• [WHAT TO WORK ON]: Return each record word for word, keeping none of its pictures.

(Items from a data source)
Content starts

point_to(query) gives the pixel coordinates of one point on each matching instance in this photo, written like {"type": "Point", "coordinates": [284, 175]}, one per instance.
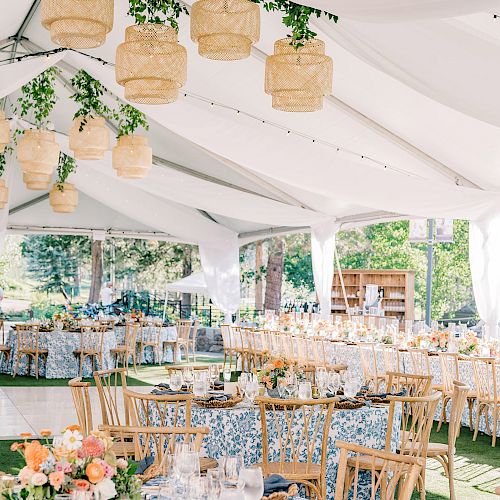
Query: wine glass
{"type": "Point", "coordinates": [254, 483]}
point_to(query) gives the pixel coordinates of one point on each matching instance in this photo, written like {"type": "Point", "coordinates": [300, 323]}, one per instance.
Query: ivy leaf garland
{"type": "Point", "coordinates": [66, 166]}
{"type": "Point", "coordinates": [296, 17]}
{"type": "Point", "coordinates": [157, 11]}
{"type": "Point", "coordinates": [39, 96]}
{"type": "Point", "coordinates": [130, 119]}
{"type": "Point", "coordinates": [88, 94]}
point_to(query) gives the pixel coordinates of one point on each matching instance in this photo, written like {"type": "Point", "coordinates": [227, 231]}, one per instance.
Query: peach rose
{"type": "Point", "coordinates": [95, 472]}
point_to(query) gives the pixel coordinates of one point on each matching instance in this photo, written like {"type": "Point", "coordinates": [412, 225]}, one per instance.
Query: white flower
{"type": "Point", "coordinates": [72, 440]}
{"type": "Point", "coordinates": [105, 489]}
{"type": "Point", "coordinates": [38, 479]}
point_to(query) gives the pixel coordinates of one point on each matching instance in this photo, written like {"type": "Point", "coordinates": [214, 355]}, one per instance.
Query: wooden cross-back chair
{"type": "Point", "coordinates": [162, 410]}
{"type": "Point", "coordinates": [81, 400]}
{"type": "Point", "coordinates": [445, 453]}
{"type": "Point", "coordinates": [28, 336]}
{"type": "Point", "coordinates": [302, 427]}
{"type": "Point", "coordinates": [488, 396]}
{"type": "Point", "coordinates": [91, 346]}
{"type": "Point", "coordinates": [154, 441]}
{"type": "Point", "coordinates": [392, 475]}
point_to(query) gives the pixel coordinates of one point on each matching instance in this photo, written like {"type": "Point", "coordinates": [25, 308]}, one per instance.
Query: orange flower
{"type": "Point", "coordinates": [81, 484]}
{"type": "Point", "coordinates": [95, 472]}
{"type": "Point", "coordinates": [35, 454]}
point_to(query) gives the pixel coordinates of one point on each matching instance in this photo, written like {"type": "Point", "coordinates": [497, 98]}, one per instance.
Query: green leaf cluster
{"type": "Point", "coordinates": [157, 11]}
{"type": "Point", "coordinates": [39, 97]}
{"type": "Point", "coordinates": [296, 17]}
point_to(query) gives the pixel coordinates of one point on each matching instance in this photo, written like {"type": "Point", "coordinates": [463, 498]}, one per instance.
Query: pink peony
{"type": "Point", "coordinates": [91, 447]}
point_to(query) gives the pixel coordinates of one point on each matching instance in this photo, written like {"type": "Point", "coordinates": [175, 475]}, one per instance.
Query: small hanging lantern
{"type": "Point", "coordinates": [38, 155]}
{"type": "Point", "coordinates": [298, 78]}
{"type": "Point", "coordinates": [78, 24]}
{"type": "Point", "coordinates": [132, 157]}
{"type": "Point", "coordinates": [225, 29]}
{"type": "Point", "coordinates": [4, 194]}
{"type": "Point", "coordinates": [4, 132]}
{"type": "Point", "coordinates": [63, 198]}
{"type": "Point", "coordinates": [151, 64]}
{"type": "Point", "coordinates": [92, 142]}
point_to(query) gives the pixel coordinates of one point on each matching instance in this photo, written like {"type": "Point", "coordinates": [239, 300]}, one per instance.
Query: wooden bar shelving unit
{"type": "Point", "coordinates": [398, 284]}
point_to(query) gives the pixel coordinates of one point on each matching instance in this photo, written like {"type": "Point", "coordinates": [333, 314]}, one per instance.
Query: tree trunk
{"type": "Point", "coordinates": [96, 283]}
{"type": "Point", "coordinates": [187, 269]}
{"type": "Point", "coordinates": [259, 283]}
{"type": "Point", "coordinates": [274, 275]}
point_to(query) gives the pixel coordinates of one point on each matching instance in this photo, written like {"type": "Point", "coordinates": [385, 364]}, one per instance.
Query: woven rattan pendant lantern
{"type": "Point", "coordinates": [4, 132]}
{"type": "Point", "coordinates": [78, 24]}
{"type": "Point", "coordinates": [4, 194]}
{"type": "Point", "coordinates": [38, 155]}
{"type": "Point", "coordinates": [132, 157]}
{"type": "Point", "coordinates": [225, 29]}
{"type": "Point", "coordinates": [151, 64]}
{"type": "Point", "coordinates": [298, 79]}
{"type": "Point", "coordinates": [92, 142]}
{"type": "Point", "coordinates": [65, 200]}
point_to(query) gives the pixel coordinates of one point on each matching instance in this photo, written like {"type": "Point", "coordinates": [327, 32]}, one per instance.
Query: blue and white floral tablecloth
{"type": "Point", "coordinates": [238, 431]}
{"type": "Point", "coordinates": [61, 362]}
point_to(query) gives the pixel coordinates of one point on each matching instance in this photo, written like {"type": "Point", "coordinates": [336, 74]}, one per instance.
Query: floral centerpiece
{"type": "Point", "coordinates": [72, 462]}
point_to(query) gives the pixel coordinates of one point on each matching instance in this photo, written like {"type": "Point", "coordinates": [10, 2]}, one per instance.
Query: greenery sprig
{"type": "Point", "coordinates": [66, 166]}
{"type": "Point", "coordinates": [296, 17]}
{"type": "Point", "coordinates": [39, 97]}
{"type": "Point", "coordinates": [88, 94]}
{"type": "Point", "coordinates": [130, 119]}
{"type": "Point", "coordinates": [157, 11]}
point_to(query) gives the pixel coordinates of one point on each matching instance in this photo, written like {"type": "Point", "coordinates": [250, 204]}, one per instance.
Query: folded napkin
{"type": "Point", "coordinates": [275, 483]}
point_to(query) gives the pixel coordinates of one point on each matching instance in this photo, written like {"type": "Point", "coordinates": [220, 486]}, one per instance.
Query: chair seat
{"type": "Point", "coordinates": [291, 471]}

Content ends

• [TASK OUTPUT]:
point_to(query) gives the pixel coordinates of one point on each matching instance in this photo, written like {"type": "Point", "coordinates": [284, 175]}, one per instance.
Query: wine glass
{"type": "Point", "coordinates": [254, 483]}
point_to(query) gives the pixel coordinates of one point on each matching instance in this photo, written like {"type": "Point", "coordinates": [300, 323]}, one per instance.
Query: ivy leaf garland
{"type": "Point", "coordinates": [66, 166]}
{"type": "Point", "coordinates": [296, 17]}
{"type": "Point", "coordinates": [157, 11]}
{"type": "Point", "coordinates": [39, 96]}
{"type": "Point", "coordinates": [130, 119]}
{"type": "Point", "coordinates": [88, 94]}
point_to(query) gives the pixel coordinates of one point on each matching instance in this photo, written like {"type": "Point", "coordinates": [227, 231]}, one per instance.
Query: peach rose
{"type": "Point", "coordinates": [95, 472]}
point_to(query) gives the pixel coordinates of one point on each matching instance in this photo, written like {"type": "Point", "coordinates": [412, 225]}, one per instance.
Query: white flower
{"type": "Point", "coordinates": [72, 440]}
{"type": "Point", "coordinates": [105, 489]}
{"type": "Point", "coordinates": [38, 479]}
point_to(query) gives the pixel coordinates of one point on each matching instance in this photo, written like {"type": "Point", "coordinates": [214, 355]}, one per instance.
Query: wooden cross-back chair
{"type": "Point", "coordinates": [162, 410]}
{"type": "Point", "coordinates": [81, 400]}
{"type": "Point", "coordinates": [445, 453]}
{"type": "Point", "coordinates": [28, 336]}
{"type": "Point", "coordinates": [302, 427]}
{"type": "Point", "coordinates": [488, 396]}
{"type": "Point", "coordinates": [91, 346]}
{"type": "Point", "coordinates": [154, 441]}
{"type": "Point", "coordinates": [392, 475]}
point_to(query) gives the pixel coordinates of one point on each matching instance in this photo, written like {"type": "Point", "coordinates": [25, 308]}, one per instance.
Query: orange flower
{"type": "Point", "coordinates": [81, 484]}
{"type": "Point", "coordinates": [95, 472]}
{"type": "Point", "coordinates": [35, 454]}
point_to(query) gives the pixel coordinates of one point on each matching instance in this photo, written like {"type": "Point", "coordinates": [497, 98]}, one per instance.
Query: green leaf cluster
{"type": "Point", "coordinates": [157, 11]}
{"type": "Point", "coordinates": [39, 97]}
{"type": "Point", "coordinates": [296, 17]}
point_to(query) gives the pixel coordinates of one point on each matching instance in this photo, written like {"type": "Point", "coordinates": [463, 498]}, one per instance.
Query: pink peony
{"type": "Point", "coordinates": [91, 447]}
point_to(query) gives the pixel coordinates of one point on each matching instance in this photo, written like {"type": "Point", "coordinates": [175, 475]}, one per instance.
Query: small hanging lantern
{"type": "Point", "coordinates": [38, 155]}
{"type": "Point", "coordinates": [298, 78]}
{"type": "Point", "coordinates": [78, 24]}
{"type": "Point", "coordinates": [132, 157]}
{"type": "Point", "coordinates": [225, 29]}
{"type": "Point", "coordinates": [4, 194]}
{"type": "Point", "coordinates": [4, 132]}
{"type": "Point", "coordinates": [63, 198]}
{"type": "Point", "coordinates": [151, 64]}
{"type": "Point", "coordinates": [92, 142]}
point_to(query) gives the pixel coordinates of one point on each matching instance in this photo, written like {"type": "Point", "coordinates": [239, 300]}, one per instance.
Query: wooden bar shelving unit
{"type": "Point", "coordinates": [398, 284]}
point_to(query) gives the pixel coordinates of one point on each matching instance in this photo, written like {"type": "Point", "coordinates": [333, 314]}, one per instance.
Query: tree trunk
{"type": "Point", "coordinates": [96, 283]}
{"type": "Point", "coordinates": [187, 269]}
{"type": "Point", "coordinates": [259, 283]}
{"type": "Point", "coordinates": [274, 275]}
point_to(query) gives the pixel coordinates of one point on each matching instance in this photo, written like {"type": "Point", "coordinates": [385, 364]}, one per instance.
Query: woven rattan pendant lantern
{"type": "Point", "coordinates": [4, 132]}
{"type": "Point", "coordinates": [78, 24]}
{"type": "Point", "coordinates": [4, 194]}
{"type": "Point", "coordinates": [38, 155]}
{"type": "Point", "coordinates": [132, 157]}
{"type": "Point", "coordinates": [225, 29]}
{"type": "Point", "coordinates": [151, 64]}
{"type": "Point", "coordinates": [298, 79]}
{"type": "Point", "coordinates": [92, 142]}
{"type": "Point", "coordinates": [65, 200]}
point_to(query) gives the pixel coordinates of one point on each matching instance in this photo, written like {"type": "Point", "coordinates": [327, 32]}, one per instance.
Query: blue and white floral tablecloth
{"type": "Point", "coordinates": [238, 431]}
{"type": "Point", "coordinates": [61, 362]}
point_to(query) gives the pixel coordinates of one point on each matching instance in this photo, written like {"type": "Point", "coordinates": [336, 74]}, one per instance.
Query: floral centerpiece
{"type": "Point", "coordinates": [72, 462]}
point_to(query) gives the pixel coordinates of one point on each matching instance in this photo, written like {"type": "Point", "coordinates": [10, 2]}, one per instance.
Query: greenery sprig
{"type": "Point", "coordinates": [66, 166]}
{"type": "Point", "coordinates": [296, 17]}
{"type": "Point", "coordinates": [39, 97]}
{"type": "Point", "coordinates": [88, 94]}
{"type": "Point", "coordinates": [130, 119]}
{"type": "Point", "coordinates": [157, 11]}
point_to(query) gives the pixel coordinates of one point on each matching instance in this photo, written like {"type": "Point", "coordinates": [250, 204]}, one per instance.
Query: folded napkin
{"type": "Point", "coordinates": [275, 483]}
point_to(query) gives the pixel coordinates of one point on each matching instance in this photo, written like {"type": "Point", "coordinates": [220, 486]}, one per instance.
Query: chair seat
{"type": "Point", "coordinates": [291, 471]}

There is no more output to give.